**Your task**
Put into a numbered list the lines of the items starting at the line that contains "[locate] hairy stem" and continuing through the end of the items, omitting any blank lines.

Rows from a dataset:
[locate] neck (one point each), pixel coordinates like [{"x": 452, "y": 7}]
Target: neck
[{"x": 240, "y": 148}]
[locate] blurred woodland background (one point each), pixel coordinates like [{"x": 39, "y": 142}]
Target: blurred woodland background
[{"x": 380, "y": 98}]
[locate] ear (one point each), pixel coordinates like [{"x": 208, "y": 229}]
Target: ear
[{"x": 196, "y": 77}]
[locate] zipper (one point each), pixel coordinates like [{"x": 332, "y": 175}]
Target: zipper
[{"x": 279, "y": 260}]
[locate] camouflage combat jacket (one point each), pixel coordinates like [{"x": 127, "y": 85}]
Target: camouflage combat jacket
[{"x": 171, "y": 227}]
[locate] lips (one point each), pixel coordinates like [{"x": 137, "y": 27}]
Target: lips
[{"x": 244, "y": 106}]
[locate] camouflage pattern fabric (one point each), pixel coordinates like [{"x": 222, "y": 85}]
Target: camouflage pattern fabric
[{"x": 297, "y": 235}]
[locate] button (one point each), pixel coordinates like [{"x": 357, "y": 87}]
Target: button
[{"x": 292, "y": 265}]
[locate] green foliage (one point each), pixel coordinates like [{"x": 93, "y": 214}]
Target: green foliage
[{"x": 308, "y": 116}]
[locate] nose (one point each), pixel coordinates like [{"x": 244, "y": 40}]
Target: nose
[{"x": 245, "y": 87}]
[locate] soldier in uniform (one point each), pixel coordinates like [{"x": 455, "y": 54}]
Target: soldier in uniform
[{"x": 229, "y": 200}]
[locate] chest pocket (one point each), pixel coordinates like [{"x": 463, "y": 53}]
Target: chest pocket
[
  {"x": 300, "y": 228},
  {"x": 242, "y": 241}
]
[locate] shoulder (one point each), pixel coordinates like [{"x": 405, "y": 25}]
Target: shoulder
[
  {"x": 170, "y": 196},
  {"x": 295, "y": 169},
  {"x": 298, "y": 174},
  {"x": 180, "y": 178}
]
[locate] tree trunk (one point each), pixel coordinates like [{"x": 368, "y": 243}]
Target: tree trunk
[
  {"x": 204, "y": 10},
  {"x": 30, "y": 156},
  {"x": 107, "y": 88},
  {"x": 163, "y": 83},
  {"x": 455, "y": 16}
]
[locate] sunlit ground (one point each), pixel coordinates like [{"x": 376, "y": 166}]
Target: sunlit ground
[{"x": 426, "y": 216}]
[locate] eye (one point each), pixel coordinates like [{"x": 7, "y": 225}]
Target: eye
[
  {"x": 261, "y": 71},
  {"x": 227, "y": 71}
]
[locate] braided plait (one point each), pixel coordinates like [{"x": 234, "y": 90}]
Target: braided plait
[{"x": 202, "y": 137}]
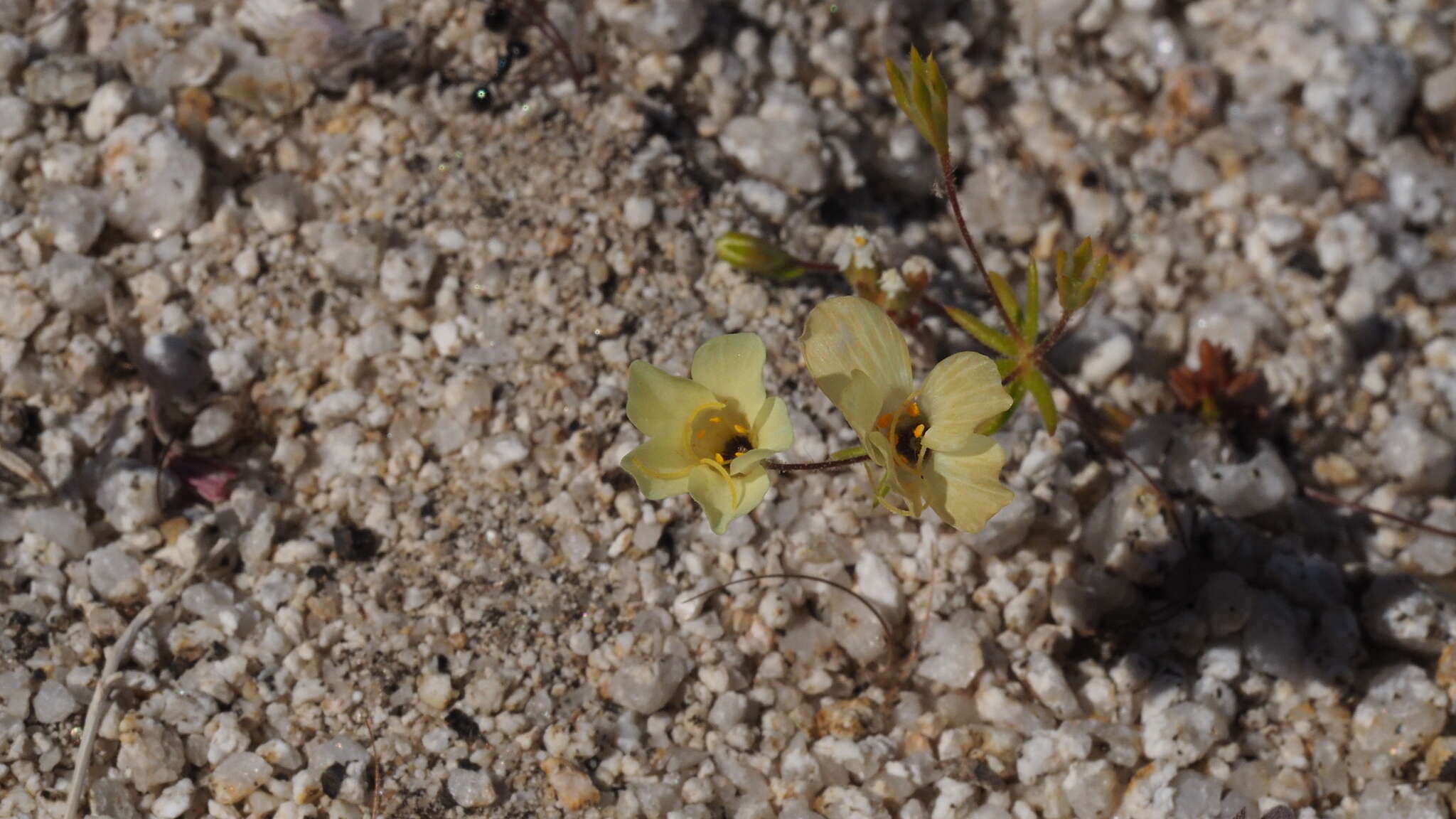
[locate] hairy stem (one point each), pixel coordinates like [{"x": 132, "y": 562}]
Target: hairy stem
[
  {"x": 814, "y": 466},
  {"x": 948, "y": 173},
  {"x": 1336, "y": 500},
  {"x": 1040, "y": 350},
  {"x": 1091, "y": 417}
]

**Response to this exercise**
1. [locate] hairy stem (one point each), pixel coordinates like [{"x": 132, "y": 562}]
2. Target: hairy stem
3. [
4.   {"x": 814, "y": 466},
5.   {"x": 948, "y": 173},
6.   {"x": 1336, "y": 500},
7.   {"x": 1040, "y": 350},
8.   {"x": 1091, "y": 417}
9. ]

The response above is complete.